What is expected
Switch every "Give the bounding box" to "Return the bounding box" and give the items below again, with everything else left as it stands. Leave out the pictures.

BEGIN Records shown

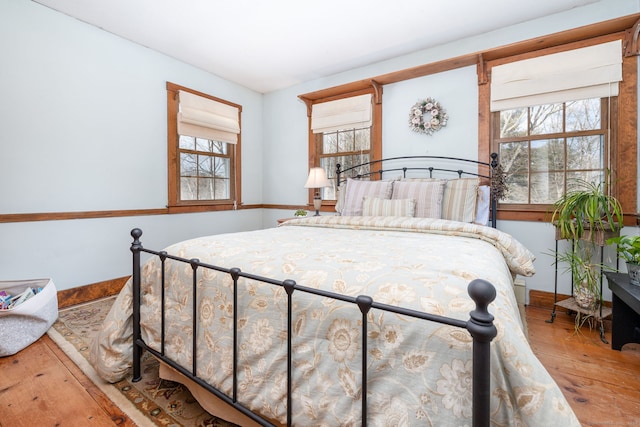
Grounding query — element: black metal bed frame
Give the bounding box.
[336,153,504,228]
[131,228,497,427]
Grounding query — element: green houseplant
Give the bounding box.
[551,179,623,244]
[607,236,640,286]
[551,179,623,314]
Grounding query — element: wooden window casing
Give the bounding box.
[299,84,382,211]
[478,32,638,225]
[167,82,242,212]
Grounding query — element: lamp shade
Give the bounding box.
[304,168,331,188]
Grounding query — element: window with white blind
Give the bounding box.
[310,94,374,200]
[490,40,622,211]
[167,83,241,208]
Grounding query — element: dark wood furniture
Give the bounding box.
[605,272,640,350]
[547,227,620,344]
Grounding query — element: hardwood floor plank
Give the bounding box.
[526,307,640,426]
[0,339,114,427]
[0,306,640,427]
[42,335,136,427]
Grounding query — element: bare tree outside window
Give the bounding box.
[179,135,231,201]
[495,98,608,206]
[316,127,371,200]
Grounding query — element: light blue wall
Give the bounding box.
[264,0,640,299]
[0,0,640,292]
[0,0,264,289]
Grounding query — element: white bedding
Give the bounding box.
[91,216,579,426]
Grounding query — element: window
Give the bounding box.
[167,83,241,209]
[301,85,382,205]
[315,126,371,200]
[479,35,637,224]
[178,139,233,201]
[493,98,609,210]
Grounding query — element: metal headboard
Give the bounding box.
[336,153,505,228]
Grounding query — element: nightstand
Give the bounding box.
[278,216,304,225]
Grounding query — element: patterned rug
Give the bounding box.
[47,297,234,427]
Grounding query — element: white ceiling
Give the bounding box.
[34,0,597,93]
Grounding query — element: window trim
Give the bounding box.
[298,80,382,211]
[478,32,638,225]
[166,82,242,213]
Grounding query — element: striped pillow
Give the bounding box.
[341,178,392,216]
[362,197,416,216]
[391,180,446,218]
[442,178,479,222]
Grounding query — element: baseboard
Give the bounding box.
[529,289,611,310]
[58,276,130,308]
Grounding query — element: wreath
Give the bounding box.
[409,98,449,135]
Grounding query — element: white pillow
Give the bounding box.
[402,178,480,222]
[391,180,447,218]
[442,178,480,222]
[362,197,416,216]
[473,185,491,225]
[341,178,392,216]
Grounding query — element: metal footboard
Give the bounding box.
[131,228,497,427]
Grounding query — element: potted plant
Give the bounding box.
[607,236,640,286]
[551,179,623,328]
[551,179,623,246]
[556,240,608,314]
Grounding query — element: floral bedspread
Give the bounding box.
[91,216,579,426]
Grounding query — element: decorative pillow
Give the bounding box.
[391,180,447,218]
[336,186,347,214]
[442,178,479,222]
[342,178,393,216]
[473,185,491,225]
[362,197,416,216]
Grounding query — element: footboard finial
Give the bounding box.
[131,228,142,251]
[467,279,498,427]
[467,279,497,341]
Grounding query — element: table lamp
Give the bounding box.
[304,168,331,216]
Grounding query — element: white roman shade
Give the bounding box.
[491,40,622,111]
[311,94,372,133]
[178,90,240,144]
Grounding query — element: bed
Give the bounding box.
[91,155,579,426]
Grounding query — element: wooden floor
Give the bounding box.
[0,307,640,427]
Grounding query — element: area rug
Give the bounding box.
[47,297,235,427]
[47,297,526,427]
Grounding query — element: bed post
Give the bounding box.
[489,153,504,228]
[131,228,142,382]
[467,279,498,427]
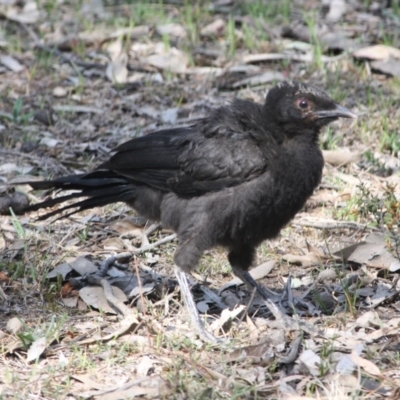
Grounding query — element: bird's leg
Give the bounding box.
[175,267,221,344]
[228,247,291,326]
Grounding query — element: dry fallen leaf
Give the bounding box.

END Records shown

Written response
Grounding query — element: black metal bed frame
Return the bounding box.
[336,153,504,228]
[131,228,497,427]
Grounding query — element: green houseplant
Return the bounding box.
[551,179,623,244]
[607,236,640,286]
[551,179,623,314]
Grounding query — element: wooden window casing
Return the bounding box.
[299,84,382,211]
[478,32,638,225]
[167,82,242,212]
Grounding query — element: lamp shade
Return the bounding box.
[304,168,331,188]
Grounding query — element: window with white blind
Return the bounding box.
[310,94,374,200]
[490,40,622,211]
[167,83,241,208]
Grounding query — element: dark wood furniture
Return the bounding box.
[605,272,640,350]
[547,227,620,344]
Grounding query — element: hardwood floor plank
Return the bounding box.
[526,307,640,426]
[0,339,114,427]
[0,306,640,427]
[42,335,136,427]
Grounding query — element: bare tree outside window
Return the bounding box.
[179,135,231,201]
[495,98,608,206]
[316,127,371,200]
Grounding query — element: light blue wall
Return the bounding box.
[264,0,640,299]
[0,0,640,292]
[0,0,264,289]
Grounding query — element: white bedding
Return the bounding box.
[91,216,579,426]
Grounding query — element: window
Return the bounding box.
[167,83,241,209]
[301,85,382,205]
[315,126,371,200]
[479,35,637,224]
[178,139,233,201]
[493,98,609,210]
Grounding query — element: metal headboard
Return the bounding box.
[336,153,505,228]
Grounding query — element: nightstand
Return the bounding box.
[278,216,304,225]
Grounding query — element: patterned rug
Return the bounding box.
[47,297,234,427]
Grounding query — element: white ceiling
Return the bounding box.
[34,0,597,93]
Grounding query — element: window trim
Return the bounding box.
[298,80,382,211]
[478,32,638,225]
[166,82,242,213]
Grounding query — element: striped pillow
Return the bounding box.
[341,178,392,216]
[362,197,416,216]
[391,180,446,218]
[442,178,479,222]
Grounding query — element: baseboard
Return the bounding box.
[529,289,611,310]
[58,276,130,308]
Grounding query — element: wreath
Return the bounding box.
[409,98,449,135]
Grounding query — element: white pillow
Return the bounding box.
[402,178,480,222]
[391,180,447,218]
[442,178,480,222]
[362,197,416,216]
[473,185,491,225]
[341,178,392,216]
Grounding query — element: metal footboard
Return the bounding box.
[131,228,497,427]
Grounding query — element: potted plant
Return the bounding box.
[607,236,640,286]
[551,179,623,328]
[551,179,623,246]
[556,240,608,314]
Grounding query — element: floral bedspread
Return the bounding box.
[91,216,579,426]
Grounding query — element: decorative pillow
Return the bounding box.
[391,180,447,218]
[336,186,347,214]
[442,178,479,222]
[342,178,393,216]
[473,185,491,225]
[362,197,416,216]
Grounding query — element: footboard finial
Return the bounding box.
[131,228,142,251]
[467,279,498,427]
[467,279,497,341]
Grounding query — element: table lamp
Return the bounding box.
[304,168,331,216]
Grounding query — element: white roman shade
Return the bounding box.
[491,40,622,111]
[311,94,372,133]
[178,90,240,144]
Grounding query — element: bed
Return the bounding box.
[91,155,579,426]
Grounding query — element: wooden floor
Return the bounding box.
[0,307,640,427]
Grounding query — element: area rug
Return the bounding box.
[47,297,235,427]
[47,297,526,427]
Grounding query — element: bed post
Return the bounding box.
[489,153,504,228]
[131,228,142,382]
[467,279,498,427]
Grounding query — element: bird's leg
Return the bounding box.
[175,267,221,344]
[228,247,291,326]
Grounding query — element: dry fallen leaf
Return the bounding box.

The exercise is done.